--- WHAT TO DO ---
Reproduce the material from the line that has "segment the chrome faucet" through the line that has "M 85 88 L 84", both included, with every coordinate in the answer paths scaled by 2.05 and rounded to the nearest whole number, halves rounding up. Keep the request lines unchanged.

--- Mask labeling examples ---
====================
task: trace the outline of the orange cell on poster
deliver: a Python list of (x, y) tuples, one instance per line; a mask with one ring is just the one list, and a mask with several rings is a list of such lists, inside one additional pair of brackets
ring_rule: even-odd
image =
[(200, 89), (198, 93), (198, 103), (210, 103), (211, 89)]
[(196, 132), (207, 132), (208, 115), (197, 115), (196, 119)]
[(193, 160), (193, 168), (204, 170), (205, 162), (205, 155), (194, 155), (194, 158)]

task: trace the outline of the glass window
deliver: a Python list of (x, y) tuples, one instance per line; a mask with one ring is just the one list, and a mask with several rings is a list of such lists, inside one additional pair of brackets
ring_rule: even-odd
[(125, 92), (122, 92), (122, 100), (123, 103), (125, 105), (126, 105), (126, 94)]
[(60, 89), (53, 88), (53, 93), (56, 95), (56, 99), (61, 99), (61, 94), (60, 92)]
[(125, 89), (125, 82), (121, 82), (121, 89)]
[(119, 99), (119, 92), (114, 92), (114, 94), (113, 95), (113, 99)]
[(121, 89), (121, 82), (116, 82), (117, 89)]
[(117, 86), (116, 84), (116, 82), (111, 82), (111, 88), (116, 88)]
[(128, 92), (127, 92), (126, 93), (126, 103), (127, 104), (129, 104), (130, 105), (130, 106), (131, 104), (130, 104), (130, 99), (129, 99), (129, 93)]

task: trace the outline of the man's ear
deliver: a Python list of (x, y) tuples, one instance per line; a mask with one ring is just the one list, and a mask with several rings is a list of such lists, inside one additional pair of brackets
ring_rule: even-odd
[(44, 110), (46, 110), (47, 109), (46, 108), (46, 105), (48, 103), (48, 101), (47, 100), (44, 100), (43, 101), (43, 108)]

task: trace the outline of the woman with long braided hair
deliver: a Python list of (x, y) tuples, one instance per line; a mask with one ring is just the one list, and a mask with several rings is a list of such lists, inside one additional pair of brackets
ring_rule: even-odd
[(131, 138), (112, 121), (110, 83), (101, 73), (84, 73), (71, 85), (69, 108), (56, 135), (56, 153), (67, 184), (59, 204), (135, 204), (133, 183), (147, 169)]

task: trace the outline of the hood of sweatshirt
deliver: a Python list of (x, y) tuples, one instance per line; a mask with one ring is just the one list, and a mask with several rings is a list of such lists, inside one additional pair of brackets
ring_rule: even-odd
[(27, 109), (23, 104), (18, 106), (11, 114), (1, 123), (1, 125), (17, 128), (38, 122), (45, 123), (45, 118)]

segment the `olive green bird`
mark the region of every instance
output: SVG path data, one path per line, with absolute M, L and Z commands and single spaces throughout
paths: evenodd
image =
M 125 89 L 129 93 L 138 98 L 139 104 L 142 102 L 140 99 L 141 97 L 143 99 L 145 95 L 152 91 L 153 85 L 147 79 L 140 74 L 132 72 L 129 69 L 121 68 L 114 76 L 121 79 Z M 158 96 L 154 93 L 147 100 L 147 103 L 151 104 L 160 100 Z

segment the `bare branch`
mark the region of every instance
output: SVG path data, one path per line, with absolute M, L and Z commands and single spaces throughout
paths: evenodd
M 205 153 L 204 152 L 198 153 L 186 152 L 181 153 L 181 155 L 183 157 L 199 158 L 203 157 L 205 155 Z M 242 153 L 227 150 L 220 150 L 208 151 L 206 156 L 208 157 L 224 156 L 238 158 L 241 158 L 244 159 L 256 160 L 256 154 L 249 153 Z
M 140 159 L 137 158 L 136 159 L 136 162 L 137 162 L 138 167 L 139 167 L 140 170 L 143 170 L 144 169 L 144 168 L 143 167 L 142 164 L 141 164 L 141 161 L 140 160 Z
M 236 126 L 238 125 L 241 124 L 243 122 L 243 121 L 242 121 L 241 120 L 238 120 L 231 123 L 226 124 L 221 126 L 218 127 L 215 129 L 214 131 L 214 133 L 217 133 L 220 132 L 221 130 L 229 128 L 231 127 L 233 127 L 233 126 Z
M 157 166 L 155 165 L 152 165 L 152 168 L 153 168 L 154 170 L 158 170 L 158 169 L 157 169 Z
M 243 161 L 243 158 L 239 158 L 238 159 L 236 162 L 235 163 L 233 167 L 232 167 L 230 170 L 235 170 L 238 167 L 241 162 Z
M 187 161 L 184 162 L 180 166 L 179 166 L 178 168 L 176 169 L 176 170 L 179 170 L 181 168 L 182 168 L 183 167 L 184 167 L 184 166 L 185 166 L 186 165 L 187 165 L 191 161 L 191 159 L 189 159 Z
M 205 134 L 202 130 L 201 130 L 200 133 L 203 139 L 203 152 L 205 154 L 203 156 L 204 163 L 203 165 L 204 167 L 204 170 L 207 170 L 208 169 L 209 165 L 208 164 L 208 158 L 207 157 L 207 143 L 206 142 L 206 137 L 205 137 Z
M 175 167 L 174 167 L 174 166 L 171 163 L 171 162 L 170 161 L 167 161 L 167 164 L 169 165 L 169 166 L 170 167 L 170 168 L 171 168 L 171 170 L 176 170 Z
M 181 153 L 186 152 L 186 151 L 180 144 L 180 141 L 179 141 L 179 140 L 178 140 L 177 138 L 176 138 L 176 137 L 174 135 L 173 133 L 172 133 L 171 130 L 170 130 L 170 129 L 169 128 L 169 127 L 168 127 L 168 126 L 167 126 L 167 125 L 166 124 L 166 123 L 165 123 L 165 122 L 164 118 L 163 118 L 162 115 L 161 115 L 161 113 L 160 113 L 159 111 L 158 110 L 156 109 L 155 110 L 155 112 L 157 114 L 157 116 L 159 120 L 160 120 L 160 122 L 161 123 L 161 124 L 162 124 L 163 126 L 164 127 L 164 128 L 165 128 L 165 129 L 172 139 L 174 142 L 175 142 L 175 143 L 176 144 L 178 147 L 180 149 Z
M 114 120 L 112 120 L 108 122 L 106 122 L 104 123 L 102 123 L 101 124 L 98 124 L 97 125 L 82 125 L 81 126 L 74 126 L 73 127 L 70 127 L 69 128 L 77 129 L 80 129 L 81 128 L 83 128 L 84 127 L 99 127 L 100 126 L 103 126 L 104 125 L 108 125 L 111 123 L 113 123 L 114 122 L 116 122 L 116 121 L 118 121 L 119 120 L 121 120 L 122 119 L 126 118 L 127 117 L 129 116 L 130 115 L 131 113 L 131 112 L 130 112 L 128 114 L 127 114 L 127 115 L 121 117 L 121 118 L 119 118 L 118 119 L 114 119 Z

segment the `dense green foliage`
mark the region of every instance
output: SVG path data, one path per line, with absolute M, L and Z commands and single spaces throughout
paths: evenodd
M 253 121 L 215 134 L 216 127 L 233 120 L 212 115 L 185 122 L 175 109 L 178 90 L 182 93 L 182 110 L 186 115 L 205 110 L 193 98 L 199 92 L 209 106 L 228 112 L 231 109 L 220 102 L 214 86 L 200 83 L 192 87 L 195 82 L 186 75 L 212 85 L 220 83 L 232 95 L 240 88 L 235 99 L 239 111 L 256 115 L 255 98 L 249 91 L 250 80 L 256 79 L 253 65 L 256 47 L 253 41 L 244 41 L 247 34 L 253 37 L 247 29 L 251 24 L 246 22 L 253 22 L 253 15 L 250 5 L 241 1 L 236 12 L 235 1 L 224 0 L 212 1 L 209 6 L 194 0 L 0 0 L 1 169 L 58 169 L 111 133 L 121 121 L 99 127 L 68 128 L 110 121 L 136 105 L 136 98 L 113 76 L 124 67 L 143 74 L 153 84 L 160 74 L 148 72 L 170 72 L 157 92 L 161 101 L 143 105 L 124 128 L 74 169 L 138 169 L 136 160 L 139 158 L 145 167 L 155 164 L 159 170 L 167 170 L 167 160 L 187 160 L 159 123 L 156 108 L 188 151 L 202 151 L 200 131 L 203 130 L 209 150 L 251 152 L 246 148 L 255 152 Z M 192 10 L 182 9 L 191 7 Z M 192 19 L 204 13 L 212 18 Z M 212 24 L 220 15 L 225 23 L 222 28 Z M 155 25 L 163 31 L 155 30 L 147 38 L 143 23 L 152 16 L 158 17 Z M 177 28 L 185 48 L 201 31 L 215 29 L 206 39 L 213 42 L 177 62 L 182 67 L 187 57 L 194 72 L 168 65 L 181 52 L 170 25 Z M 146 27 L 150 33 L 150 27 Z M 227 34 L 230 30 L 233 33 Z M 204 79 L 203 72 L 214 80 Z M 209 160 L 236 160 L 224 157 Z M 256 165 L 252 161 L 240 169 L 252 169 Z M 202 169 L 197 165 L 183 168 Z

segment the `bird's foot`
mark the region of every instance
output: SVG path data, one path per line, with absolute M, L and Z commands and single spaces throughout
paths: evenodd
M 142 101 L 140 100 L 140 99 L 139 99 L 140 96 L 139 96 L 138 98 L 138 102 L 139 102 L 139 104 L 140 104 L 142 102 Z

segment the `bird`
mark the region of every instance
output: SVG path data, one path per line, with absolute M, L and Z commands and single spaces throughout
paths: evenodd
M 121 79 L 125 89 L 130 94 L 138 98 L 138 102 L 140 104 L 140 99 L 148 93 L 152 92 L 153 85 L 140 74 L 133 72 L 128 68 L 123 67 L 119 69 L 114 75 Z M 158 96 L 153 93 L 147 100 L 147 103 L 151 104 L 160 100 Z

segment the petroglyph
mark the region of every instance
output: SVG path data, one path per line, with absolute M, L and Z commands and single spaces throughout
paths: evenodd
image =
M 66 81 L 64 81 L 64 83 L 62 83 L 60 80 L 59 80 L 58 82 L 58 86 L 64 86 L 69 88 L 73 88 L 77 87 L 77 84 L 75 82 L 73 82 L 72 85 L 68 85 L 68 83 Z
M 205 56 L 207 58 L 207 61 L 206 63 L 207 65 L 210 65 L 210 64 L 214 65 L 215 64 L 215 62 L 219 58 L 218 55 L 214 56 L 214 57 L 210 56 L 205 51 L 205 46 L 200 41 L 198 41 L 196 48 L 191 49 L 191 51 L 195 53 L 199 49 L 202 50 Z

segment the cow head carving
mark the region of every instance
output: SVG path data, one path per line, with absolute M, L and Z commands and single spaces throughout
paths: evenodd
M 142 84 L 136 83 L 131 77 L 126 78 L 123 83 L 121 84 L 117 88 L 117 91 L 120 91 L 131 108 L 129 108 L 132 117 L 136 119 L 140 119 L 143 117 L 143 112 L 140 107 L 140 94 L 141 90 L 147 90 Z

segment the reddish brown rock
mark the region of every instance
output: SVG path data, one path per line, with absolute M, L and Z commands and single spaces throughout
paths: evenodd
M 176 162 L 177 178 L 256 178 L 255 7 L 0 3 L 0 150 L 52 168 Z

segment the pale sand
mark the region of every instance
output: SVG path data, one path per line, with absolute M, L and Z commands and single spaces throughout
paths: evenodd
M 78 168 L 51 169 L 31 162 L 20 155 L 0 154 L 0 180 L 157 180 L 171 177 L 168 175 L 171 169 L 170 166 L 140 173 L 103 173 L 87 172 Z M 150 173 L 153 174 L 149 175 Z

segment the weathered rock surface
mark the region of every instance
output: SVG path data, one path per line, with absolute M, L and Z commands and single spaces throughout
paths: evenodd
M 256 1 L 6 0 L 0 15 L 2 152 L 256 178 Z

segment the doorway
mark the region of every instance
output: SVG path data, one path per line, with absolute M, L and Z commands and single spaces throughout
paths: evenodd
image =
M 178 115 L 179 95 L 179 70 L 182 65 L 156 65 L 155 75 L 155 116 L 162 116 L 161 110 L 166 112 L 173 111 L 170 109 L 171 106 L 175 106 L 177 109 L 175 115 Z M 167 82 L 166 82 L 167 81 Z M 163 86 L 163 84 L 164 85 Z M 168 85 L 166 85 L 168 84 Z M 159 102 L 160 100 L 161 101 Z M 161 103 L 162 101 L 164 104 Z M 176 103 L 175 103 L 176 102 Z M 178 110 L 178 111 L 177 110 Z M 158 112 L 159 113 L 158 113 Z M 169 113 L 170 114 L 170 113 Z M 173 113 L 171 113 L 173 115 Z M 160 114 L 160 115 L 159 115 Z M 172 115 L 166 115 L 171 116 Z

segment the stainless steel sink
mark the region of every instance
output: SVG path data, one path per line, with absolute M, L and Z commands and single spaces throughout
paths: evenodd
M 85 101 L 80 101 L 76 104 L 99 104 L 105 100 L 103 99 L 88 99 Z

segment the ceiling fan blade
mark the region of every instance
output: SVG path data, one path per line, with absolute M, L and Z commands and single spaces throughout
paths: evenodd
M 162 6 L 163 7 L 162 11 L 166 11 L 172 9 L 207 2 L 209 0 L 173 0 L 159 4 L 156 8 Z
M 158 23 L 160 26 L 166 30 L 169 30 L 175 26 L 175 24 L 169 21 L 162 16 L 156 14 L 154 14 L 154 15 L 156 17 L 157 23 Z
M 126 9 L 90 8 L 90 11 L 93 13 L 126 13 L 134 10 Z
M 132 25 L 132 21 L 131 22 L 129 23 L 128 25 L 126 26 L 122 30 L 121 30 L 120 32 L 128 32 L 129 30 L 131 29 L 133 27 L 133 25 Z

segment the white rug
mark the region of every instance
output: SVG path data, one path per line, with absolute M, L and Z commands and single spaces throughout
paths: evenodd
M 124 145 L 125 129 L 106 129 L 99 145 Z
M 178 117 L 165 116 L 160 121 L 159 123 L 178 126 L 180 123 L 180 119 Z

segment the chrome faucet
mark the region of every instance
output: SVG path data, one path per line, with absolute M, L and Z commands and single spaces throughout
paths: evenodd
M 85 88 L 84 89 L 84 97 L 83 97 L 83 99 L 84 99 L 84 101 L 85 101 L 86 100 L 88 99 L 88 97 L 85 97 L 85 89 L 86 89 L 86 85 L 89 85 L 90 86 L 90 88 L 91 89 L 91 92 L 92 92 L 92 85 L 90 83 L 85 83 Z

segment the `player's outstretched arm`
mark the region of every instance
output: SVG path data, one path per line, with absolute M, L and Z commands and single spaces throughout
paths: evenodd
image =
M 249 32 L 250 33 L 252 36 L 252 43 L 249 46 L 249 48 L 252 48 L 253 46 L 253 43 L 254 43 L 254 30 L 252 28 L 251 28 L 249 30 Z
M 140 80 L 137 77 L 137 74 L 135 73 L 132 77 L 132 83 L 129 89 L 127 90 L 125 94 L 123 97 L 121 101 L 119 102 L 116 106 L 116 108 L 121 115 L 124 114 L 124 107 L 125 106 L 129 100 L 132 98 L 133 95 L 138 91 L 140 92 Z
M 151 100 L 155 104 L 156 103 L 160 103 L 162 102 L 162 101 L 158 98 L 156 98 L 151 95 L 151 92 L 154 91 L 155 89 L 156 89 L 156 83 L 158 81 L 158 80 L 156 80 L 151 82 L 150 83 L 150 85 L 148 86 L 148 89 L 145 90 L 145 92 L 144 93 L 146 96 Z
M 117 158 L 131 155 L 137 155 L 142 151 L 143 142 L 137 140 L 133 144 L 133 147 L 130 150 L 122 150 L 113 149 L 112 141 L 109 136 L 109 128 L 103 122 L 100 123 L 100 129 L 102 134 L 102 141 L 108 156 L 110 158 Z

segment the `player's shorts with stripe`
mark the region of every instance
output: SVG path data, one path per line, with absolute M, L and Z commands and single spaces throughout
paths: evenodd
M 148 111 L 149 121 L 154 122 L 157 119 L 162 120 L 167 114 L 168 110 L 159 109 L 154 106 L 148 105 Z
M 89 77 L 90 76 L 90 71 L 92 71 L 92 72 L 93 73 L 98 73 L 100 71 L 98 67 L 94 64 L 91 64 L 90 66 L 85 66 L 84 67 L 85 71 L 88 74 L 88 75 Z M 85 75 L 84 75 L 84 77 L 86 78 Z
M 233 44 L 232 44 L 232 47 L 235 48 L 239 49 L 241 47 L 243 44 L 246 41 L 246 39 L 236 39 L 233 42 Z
====================
--- EXERCISE RESULT ---
segment the chrome faucet
mark the region of every instance
output: SVG path data, one path per line, with absolute M, L and Z commands and single spaces throughout
paths: evenodd
M 174 180 L 172 182 L 172 199 L 170 199 L 170 203 L 172 203 L 172 207 L 174 207 L 176 205 L 180 203 L 180 199 L 174 199 L 174 182 L 176 182 L 176 174 L 182 174 L 185 176 L 185 180 L 187 182 L 187 189 L 189 189 L 189 174 L 185 170 L 174 170 Z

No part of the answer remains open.